Dutzende tote Exemplare in einem Nebenarm des Flusses entdeckt

  • Andreas Fritsche
  • Lesedauer: 4 Min.

Im Winterhafen, einem Nebenarm der Oder, sind seit Montag Dutzende tote Fische entdeckt worden. Für den Landtagsabgeordneten Thomas Domres (Linke) ist dies ein »Alarmzeichen«. Schließlich hatte der Fluss an der Grenze zu Polen im Sommer 2022 ein massenhaftes Fischsterben erlebt. Bis zu 1000 Tonnen sind seinerzeit eingesammelt worden. Der Anblick und der Geruch waren schwer erträglich. Von den Folgen dieser Umweltkatastrophe hat sich das Gewässersystem nicht erholt – und nun droht womöglich die nächste.

[BEREITGESTELLTE EINTRÄGE]:

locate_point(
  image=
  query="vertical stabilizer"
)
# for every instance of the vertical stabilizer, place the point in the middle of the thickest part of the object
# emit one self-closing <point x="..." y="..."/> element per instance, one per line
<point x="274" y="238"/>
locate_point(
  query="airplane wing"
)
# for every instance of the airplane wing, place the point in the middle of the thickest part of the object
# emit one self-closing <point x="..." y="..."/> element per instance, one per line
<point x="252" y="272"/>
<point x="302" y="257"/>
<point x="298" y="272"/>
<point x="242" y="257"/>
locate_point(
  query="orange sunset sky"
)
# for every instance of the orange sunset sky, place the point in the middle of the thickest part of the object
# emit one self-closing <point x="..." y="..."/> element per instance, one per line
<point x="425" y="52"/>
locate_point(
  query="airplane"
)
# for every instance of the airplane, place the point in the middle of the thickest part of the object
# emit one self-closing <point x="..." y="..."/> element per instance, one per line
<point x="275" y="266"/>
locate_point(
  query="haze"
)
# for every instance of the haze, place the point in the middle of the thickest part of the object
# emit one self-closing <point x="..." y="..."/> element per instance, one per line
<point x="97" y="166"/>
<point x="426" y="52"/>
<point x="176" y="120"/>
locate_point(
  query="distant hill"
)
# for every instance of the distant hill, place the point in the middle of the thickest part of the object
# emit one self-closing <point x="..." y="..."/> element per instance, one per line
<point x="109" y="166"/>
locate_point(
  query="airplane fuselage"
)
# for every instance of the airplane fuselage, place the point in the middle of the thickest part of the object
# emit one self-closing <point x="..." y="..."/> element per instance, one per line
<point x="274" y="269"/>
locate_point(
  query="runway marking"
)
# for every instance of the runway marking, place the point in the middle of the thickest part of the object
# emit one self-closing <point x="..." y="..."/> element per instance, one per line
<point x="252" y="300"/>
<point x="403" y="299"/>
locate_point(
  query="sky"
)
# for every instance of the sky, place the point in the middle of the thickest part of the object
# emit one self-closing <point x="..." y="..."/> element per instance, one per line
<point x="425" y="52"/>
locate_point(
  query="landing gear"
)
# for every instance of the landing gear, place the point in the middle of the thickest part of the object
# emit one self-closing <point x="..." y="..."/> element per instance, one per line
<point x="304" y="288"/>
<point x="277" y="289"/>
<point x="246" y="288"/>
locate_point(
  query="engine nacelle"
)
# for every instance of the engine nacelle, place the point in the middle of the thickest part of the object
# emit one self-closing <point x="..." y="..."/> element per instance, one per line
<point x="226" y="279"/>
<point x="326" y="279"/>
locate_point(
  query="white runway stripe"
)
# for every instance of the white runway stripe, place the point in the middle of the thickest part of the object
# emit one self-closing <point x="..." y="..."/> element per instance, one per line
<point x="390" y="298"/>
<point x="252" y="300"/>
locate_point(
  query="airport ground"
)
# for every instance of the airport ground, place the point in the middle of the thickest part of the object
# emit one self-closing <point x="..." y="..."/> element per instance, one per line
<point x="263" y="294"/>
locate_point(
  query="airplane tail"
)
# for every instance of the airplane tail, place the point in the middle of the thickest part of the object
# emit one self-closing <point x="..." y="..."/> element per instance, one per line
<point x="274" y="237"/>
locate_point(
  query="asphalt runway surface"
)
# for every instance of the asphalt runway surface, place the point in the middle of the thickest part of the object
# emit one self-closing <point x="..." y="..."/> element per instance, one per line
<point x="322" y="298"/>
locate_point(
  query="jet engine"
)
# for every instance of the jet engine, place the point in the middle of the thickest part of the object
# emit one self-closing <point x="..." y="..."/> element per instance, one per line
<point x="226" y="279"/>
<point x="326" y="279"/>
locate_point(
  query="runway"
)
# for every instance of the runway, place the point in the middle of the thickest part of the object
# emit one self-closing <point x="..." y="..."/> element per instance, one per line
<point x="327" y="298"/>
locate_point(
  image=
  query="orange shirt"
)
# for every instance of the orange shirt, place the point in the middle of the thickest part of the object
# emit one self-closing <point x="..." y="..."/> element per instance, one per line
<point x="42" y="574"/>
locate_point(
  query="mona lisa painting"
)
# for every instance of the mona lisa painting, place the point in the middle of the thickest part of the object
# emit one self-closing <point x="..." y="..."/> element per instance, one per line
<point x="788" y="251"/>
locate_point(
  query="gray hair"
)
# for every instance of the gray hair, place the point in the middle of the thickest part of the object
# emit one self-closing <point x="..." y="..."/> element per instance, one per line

[AUFGABEN]:
**1.** In welchem Nebenarm der Oder wurden laut dem Artikel seit Montag Dutzende tote Fische entdeckt?
**2.** Gib den Abschnitt des Artikels zwischen „Dutzende tote Exemplare“ und „womöglich die nächste.“, beide eingeschlossen, wortgetreu wieder.
Maßgeblich ist allein der Artikel.

[ERWARTETE ANTWORTEN]:
**1.** Im Winterhafen.

**2.**
Dutzende tote Exemplare in einem Nebenarm des Flusses entdeckt

  • Andreas Fritsche
  • Lesedauer: 4 Min.

Im Winterhafen, einem Nebenarm der Oder, sind seit Montag Dutzende tote Fische entdeckt worden. Für den Landtagsabgeordneten Thomas Domres (Linke) ist dies ein »Alarmzeichen«. Schließlich hatte der Fluss an der Grenze zu Polen im Sommer 2022 ein massenhaftes Fischsterben erlebt. Bis zu 1000 Tonnen sind seinerzeit eingesammelt worden. Der Anblick und der Geruch waren schwer erträglich. Von den Folgen dieser Umweltkatastrophe hat sich das Gewässersystem nicht erholt – und nun droht womöglich die nächste.